What is being asked =>
Retype precisely the section of the data that starts at the line containing "Could you point out every instance of the porch" and runs to its final line, ends included.

Information shown =>
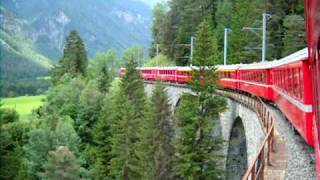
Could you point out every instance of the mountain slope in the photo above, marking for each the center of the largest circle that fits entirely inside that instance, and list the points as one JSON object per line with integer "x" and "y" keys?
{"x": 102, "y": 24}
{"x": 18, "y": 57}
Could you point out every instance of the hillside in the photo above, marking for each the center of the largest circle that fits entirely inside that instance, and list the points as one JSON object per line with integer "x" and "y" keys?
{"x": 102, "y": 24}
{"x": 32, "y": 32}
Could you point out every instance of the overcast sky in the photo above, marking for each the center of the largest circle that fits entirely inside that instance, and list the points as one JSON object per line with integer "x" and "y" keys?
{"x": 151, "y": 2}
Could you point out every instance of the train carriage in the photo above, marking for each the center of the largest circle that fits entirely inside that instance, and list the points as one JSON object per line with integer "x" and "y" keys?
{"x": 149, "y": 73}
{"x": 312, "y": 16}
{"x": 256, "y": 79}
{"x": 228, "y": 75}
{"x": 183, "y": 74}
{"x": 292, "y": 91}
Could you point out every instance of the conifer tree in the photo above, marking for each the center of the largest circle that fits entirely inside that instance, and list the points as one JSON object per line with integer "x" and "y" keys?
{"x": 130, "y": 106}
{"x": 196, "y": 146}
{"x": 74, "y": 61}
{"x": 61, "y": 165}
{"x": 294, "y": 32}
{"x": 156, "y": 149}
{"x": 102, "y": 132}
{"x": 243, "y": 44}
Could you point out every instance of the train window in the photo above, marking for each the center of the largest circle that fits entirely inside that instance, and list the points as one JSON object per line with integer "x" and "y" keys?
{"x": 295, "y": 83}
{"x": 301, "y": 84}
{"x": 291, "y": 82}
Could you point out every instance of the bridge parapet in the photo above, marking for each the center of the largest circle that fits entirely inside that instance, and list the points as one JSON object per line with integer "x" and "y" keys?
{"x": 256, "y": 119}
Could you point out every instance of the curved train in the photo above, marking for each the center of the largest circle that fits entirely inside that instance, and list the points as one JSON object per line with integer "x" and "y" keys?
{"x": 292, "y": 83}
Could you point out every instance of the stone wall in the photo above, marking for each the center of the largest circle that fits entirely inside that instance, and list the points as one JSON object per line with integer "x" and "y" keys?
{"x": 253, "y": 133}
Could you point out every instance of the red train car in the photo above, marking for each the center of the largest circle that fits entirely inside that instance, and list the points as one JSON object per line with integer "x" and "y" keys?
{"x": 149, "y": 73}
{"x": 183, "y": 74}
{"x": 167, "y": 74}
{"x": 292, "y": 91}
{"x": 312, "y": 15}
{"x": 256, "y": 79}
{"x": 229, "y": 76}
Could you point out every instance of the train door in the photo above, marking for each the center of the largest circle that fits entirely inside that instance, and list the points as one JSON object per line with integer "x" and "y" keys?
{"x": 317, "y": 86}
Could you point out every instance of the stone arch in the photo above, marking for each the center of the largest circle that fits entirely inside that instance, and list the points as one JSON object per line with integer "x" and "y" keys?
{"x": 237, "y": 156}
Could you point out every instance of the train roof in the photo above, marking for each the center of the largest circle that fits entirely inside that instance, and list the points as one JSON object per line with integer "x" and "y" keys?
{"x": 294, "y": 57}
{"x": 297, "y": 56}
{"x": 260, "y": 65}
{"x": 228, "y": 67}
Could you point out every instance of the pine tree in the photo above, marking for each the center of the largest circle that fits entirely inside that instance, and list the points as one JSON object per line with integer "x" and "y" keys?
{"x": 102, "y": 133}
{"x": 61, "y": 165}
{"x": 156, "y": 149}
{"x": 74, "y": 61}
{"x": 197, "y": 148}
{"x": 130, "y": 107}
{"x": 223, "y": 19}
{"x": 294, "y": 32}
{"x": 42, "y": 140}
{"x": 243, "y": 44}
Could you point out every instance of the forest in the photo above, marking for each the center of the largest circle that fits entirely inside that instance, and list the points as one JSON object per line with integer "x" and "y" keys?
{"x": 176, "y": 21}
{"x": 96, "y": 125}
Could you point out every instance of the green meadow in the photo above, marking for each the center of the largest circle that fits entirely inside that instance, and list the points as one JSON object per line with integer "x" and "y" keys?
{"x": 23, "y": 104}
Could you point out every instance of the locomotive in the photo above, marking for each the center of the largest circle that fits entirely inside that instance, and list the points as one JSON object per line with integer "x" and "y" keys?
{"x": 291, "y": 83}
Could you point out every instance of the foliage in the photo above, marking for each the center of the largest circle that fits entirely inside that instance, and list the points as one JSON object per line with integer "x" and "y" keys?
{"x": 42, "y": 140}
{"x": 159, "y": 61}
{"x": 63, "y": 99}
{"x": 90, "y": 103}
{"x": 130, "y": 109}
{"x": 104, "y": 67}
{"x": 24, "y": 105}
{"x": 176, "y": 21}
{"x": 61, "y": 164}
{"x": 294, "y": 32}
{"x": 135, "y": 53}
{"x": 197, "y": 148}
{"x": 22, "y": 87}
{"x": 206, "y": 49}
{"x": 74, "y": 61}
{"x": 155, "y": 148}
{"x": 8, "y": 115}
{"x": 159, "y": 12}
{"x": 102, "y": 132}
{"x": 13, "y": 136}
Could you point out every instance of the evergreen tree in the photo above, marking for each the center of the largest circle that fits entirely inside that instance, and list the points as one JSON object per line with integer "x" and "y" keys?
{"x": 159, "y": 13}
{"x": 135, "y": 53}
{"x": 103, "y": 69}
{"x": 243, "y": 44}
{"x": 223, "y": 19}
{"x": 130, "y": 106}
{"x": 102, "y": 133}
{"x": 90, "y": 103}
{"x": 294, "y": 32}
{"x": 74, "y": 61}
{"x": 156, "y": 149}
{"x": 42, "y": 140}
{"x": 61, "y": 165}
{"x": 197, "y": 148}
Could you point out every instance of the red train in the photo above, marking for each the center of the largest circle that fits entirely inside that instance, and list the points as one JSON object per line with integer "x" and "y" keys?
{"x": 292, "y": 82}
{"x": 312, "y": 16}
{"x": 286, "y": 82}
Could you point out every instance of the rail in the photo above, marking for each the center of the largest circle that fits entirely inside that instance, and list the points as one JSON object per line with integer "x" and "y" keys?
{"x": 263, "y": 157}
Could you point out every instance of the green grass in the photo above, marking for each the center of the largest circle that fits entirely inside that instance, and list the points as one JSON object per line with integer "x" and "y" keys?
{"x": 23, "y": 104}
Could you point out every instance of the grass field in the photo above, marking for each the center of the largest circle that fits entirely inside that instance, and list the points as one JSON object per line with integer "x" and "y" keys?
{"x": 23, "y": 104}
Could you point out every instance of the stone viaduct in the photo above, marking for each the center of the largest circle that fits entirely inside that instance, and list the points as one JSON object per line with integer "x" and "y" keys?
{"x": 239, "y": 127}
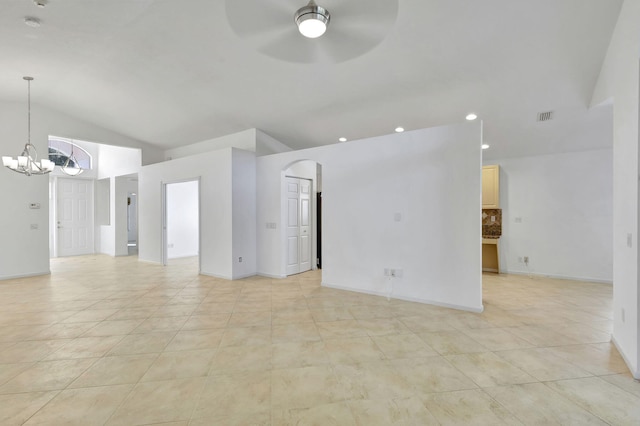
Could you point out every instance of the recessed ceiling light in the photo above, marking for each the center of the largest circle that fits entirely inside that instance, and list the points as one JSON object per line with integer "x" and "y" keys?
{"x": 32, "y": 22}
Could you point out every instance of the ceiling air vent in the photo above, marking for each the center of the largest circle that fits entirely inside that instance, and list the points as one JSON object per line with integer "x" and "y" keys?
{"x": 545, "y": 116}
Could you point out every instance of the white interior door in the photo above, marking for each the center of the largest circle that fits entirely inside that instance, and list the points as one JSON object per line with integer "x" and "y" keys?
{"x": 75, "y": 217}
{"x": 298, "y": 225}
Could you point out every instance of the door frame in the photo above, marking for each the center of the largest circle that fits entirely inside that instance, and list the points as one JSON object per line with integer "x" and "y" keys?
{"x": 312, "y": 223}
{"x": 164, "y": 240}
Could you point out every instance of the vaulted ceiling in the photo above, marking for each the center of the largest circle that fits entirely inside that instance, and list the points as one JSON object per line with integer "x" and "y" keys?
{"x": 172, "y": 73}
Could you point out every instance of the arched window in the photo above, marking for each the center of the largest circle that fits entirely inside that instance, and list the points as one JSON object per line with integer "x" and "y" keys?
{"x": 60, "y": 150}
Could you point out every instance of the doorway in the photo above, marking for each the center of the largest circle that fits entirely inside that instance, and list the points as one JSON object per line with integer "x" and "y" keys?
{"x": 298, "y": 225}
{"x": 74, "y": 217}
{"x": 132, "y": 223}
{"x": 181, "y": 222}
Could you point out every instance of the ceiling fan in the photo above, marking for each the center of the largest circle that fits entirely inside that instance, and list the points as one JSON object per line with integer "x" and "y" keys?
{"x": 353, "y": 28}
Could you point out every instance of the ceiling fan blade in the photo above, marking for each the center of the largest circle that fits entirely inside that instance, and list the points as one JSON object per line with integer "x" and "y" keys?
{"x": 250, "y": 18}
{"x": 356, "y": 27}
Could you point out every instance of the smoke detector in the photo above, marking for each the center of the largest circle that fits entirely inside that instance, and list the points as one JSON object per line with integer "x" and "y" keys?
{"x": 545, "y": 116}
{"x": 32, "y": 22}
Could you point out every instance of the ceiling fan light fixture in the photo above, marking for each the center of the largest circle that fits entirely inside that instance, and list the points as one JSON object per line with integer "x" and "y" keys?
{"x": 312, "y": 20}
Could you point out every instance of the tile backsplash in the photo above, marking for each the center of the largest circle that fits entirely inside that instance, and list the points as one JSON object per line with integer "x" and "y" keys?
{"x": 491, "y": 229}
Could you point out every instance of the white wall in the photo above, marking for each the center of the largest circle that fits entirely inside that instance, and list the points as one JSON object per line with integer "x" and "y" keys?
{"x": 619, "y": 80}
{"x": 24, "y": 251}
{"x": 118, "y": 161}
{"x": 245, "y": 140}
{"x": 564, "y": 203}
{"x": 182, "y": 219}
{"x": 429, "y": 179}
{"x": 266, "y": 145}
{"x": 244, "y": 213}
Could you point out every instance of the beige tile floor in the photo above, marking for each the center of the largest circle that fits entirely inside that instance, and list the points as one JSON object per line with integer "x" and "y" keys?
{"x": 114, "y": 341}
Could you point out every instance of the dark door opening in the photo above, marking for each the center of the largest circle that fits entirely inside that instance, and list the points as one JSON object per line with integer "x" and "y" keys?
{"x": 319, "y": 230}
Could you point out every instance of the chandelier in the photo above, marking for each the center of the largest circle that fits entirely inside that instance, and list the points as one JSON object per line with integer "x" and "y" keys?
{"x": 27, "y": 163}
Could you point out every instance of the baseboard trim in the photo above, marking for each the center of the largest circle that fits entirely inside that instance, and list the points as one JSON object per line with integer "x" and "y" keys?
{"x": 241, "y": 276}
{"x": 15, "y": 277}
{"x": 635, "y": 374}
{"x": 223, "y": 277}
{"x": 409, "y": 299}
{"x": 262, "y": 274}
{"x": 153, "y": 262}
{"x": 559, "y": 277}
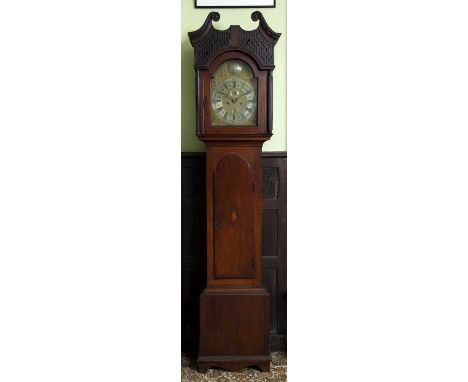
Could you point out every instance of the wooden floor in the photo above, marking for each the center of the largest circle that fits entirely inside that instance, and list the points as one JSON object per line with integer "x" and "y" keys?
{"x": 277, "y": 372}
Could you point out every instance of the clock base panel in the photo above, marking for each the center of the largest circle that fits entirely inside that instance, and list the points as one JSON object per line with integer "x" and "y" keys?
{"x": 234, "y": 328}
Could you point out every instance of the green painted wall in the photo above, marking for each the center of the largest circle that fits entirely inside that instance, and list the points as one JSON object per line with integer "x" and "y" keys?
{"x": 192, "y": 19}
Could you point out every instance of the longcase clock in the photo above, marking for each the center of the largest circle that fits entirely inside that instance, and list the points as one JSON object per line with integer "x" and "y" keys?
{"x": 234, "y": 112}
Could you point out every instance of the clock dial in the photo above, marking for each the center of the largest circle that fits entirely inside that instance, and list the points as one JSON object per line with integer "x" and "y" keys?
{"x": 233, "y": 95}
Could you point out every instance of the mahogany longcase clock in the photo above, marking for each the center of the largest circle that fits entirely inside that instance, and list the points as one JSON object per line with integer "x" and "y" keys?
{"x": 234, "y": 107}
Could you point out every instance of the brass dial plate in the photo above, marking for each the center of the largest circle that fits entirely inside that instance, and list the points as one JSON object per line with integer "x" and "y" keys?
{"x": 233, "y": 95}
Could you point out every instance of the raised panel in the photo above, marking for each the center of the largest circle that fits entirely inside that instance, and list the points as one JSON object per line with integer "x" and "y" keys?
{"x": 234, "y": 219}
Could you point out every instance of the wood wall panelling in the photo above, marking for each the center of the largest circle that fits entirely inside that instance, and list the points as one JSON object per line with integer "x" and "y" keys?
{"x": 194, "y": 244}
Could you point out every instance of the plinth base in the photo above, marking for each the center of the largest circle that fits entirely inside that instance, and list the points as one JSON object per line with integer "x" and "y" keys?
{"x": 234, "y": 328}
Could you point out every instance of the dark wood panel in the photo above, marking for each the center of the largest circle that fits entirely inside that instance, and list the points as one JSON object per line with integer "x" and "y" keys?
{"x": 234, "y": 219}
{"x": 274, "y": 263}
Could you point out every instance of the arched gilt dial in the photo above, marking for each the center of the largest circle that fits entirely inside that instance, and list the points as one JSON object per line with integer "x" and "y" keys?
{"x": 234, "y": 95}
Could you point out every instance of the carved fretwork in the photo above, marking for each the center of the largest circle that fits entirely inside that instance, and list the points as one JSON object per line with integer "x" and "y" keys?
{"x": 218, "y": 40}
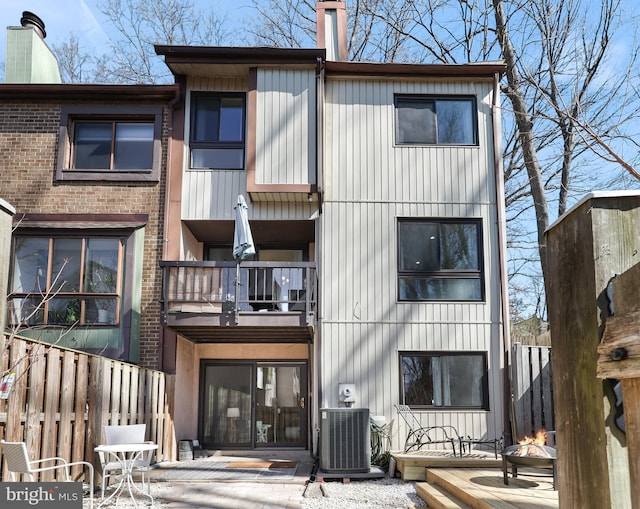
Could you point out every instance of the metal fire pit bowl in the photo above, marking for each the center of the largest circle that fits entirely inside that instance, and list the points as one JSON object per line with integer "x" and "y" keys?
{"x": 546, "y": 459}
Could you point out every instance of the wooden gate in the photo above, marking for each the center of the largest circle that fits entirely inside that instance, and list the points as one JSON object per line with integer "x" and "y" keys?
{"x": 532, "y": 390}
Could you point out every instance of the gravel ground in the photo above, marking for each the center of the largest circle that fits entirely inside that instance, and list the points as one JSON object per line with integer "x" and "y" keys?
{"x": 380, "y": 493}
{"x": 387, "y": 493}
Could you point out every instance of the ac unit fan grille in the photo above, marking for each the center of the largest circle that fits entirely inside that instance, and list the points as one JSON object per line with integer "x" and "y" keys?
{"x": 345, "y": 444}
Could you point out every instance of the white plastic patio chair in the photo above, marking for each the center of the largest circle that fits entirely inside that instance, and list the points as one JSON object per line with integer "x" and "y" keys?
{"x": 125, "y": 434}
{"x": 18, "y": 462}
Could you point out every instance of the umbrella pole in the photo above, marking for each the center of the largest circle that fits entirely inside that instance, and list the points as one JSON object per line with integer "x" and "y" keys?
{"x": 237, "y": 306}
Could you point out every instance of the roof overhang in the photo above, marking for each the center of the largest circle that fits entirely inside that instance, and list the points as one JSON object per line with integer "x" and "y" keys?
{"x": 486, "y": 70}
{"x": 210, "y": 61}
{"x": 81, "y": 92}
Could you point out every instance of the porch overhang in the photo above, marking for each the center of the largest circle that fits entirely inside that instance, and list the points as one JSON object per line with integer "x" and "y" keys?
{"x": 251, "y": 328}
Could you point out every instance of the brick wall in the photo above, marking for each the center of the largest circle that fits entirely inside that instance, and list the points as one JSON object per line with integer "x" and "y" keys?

Task solution =>
Could you point out every instance of the porch overhang in the photo above, marking for each the center of the largest circle that fits entirely inside that instance, and list the points as one JSON object per line with integer "x" and "y" keys?
{"x": 251, "y": 328}
Could you point out every instance of the brick wall in the photo above, marking for each the center of the largest circle that fits entirely inside that instance, and list the points as one JSON object per line with integer "x" and "y" keys?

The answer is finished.